Reading text:
****************

Hollywood heavyweights in court over oil deal

By David Usborne

Stephen Baldwin and Kevin Costner (pictured) have been ordered to attend court in New Orleans every day for the duration of the trial. Photo / AP
Stephen Baldwin and Kevin Costner (pictured) have been ordered to attend court in New Orleans every day for the duration of the trial. Photo / AP

An unlikely sequel to the disaster movie that was the BP blowout in the Gulf of Mexico two years ago opened in a New Orleans courtroom yesterday with top billing going to two famous faces from the world of Hollywood, Kevin Costner and Stephen Baldwin.

Baldwin alleges that he and a friend were wrongfully kept out of the loop when they sold shares in Ocean Therapy Solutions, a company headed by Costner, just at the moment it was sealing a highly lucrative deal to sell BP centrifuge equipment designed to separate oil from water.

The trial, which is expected to last two weeks barring an 11th-hour out-of-court settlement, began with jury selection and an admonition to prospective jurors from US District Judge Martin Feldman that they should not be swayed by the movie-star status of the main protagonists.

"Celebrity has no place in this courtroom or in any of the issues that need to be resolved by the jury in this trial," he said.

****************

Task statement: Transcribe the portion of the news article on the oil-deal trial between "An unlikely sequel" and "oil from water.", inclusive.

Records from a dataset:

****************

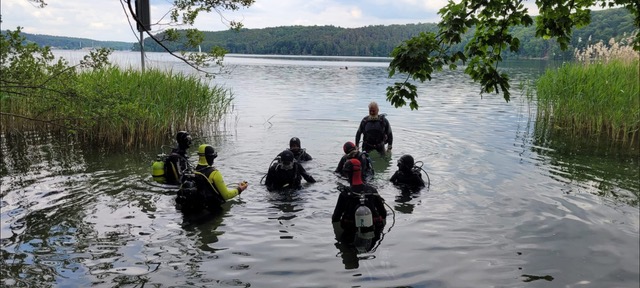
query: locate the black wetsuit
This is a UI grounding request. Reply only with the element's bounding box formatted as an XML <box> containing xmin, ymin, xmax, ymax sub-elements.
<box><xmin>164</xmin><ymin>148</ymin><xmax>188</xmax><ymax>185</ymax></box>
<box><xmin>334</xmin><ymin>151</ymin><xmax>374</xmax><ymax>180</ymax></box>
<box><xmin>331</xmin><ymin>184</ymin><xmax>387</xmax><ymax>233</ymax></box>
<box><xmin>278</xmin><ymin>148</ymin><xmax>313</xmax><ymax>162</ymax></box>
<box><xmin>356</xmin><ymin>115</ymin><xmax>393</xmax><ymax>155</ymax></box>
<box><xmin>389</xmin><ymin>168</ymin><xmax>424</xmax><ymax>188</ymax></box>
<box><xmin>264</xmin><ymin>162</ymin><xmax>316</xmax><ymax>191</ymax></box>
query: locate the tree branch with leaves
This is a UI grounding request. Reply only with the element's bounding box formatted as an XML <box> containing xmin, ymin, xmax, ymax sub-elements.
<box><xmin>387</xmin><ymin>0</ymin><xmax>640</xmax><ymax>110</ymax></box>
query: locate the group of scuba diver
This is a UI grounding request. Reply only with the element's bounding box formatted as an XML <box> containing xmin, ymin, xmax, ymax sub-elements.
<box><xmin>152</xmin><ymin>102</ymin><xmax>430</xmax><ymax>252</ymax></box>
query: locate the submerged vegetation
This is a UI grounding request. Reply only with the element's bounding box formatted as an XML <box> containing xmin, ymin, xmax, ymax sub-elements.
<box><xmin>0</xmin><ymin>29</ymin><xmax>233</xmax><ymax>147</ymax></box>
<box><xmin>537</xmin><ymin>38</ymin><xmax>640</xmax><ymax>154</ymax></box>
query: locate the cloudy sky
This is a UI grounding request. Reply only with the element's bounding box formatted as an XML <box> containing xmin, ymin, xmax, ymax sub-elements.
<box><xmin>0</xmin><ymin>0</ymin><xmax>464</xmax><ymax>42</ymax></box>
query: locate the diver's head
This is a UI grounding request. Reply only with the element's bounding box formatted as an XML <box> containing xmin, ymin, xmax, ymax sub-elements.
<box><xmin>280</xmin><ymin>150</ymin><xmax>293</xmax><ymax>170</ymax></box>
<box><xmin>342</xmin><ymin>141</ymin><xmax>356</xmax><ymax>154</ymax></box>
<box><xmin>198</xmin><ymin>144</ymin><xmax>218</xmax><ymax>165</ymax></box>
<box><xmin>369</xmin><ymin>102</ymin><xmax>380</xmax><ymax>117</ymax></box>
<box><xmin>176</xmin><ymin>131</ymin><xmax>191</xmax><ymax>150</ymax></box>
<box><xmin>289</xmin><ymin>137</ymin><xmax>302</xmax><ymax>152</ymax></box>
<box><xmin>398</xmin><ymin>154</ymin><xmax>415</xmax><ymax>171</ymax></box>
<box><xmin>342</xmin><ymin>158</ymin><xmax>363</xmax><ymax>185</ymax></box>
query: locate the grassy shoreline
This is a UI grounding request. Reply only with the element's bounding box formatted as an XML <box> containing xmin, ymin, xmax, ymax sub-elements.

****************

Exercise response:
An unlikely sequel to the disaster movie that was the BP blowout in the Gulf of Mexico two years ago opened in a New Orleans courtroom yesterday with top billing going to two famous faces from the world of Hollywood, Kevin Costner and Stephen Baldwin.

Baldwin alleges that he and a friend were wrongfully kept out of the loop when they sold shares in Ocean Therapy Solutions, a company headed by Costner, just at the moment it was sealing a highly lucrative deal to sell BP centrifuge equipment designed to separate oil from water.